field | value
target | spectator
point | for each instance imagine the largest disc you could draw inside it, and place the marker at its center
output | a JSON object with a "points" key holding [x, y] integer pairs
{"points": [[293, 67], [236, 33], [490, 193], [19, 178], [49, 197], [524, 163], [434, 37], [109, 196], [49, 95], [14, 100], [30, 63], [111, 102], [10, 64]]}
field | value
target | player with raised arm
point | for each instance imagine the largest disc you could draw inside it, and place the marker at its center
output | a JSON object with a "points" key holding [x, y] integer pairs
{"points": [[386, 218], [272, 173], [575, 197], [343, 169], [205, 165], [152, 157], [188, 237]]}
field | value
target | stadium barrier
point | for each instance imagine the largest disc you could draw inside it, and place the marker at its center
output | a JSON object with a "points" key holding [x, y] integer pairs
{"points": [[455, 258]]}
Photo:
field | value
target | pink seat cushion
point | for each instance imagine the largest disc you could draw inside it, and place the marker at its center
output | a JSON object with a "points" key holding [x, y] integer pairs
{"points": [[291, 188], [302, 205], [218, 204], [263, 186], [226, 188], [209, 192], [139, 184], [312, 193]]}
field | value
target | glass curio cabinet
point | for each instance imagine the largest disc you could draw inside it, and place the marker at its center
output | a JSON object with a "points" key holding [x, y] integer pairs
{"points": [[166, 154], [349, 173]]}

PROBLEM DETAILS: Quote all the records. Keep every word exact.

SOLUTION FOR THIS EXERCISE:
field | value
target | spectator
point | for each instance imagine the largest disc you could draw inside it, and place the marker at its center
output | a JSON object with a "points" key holding [x, y] integer pairs
{"points": [[293, 67], [236, 33], [490, 193], [19, 178], [49, 197], [524, 163], [434, 37], [109, 196], [49, 95], [14, 100], [30, 63], [111, 102], [10, 64]]}
field | value
target | player with raised arm
point | for each instance imagine the largest disc you could draw inside it, and place the marker at its center
output | a JSON object with a "points" key holding [x, y] integer pairs
{"points": [[386, 218], [272, 173], [575, 197], [343, 169], [205, 165], [152, 157], [188, 237]]}
field | value
target | stadium barrier
point | for each instance imagine the largest disc you could draw inside it, and place the marker at its center
output | a JSON object with a "points" key holding [x, y] integer pairs
{"points": [[455, 258]]}
Photo:
field | value
target | pink seat cushion
point | for each instance imagine the largest disc you could draw inside it, and place the marker at its center
output | a JSON object with a "points" key holding [x, y] integer pairs
{"points": [[291, 188], [302, 205], [218, 204], [263, 186], [226, 188], [209, 192], [139, 184], [312, 193]]}
field | value
target | glass curio cabinet
point | for each instance imagine the largest disc you could draw inside it, and place the marker at its center
output | a JSON object with a "points" key holding [x, y] integer pairs
{"points": [[166, 154], [349, 173]]}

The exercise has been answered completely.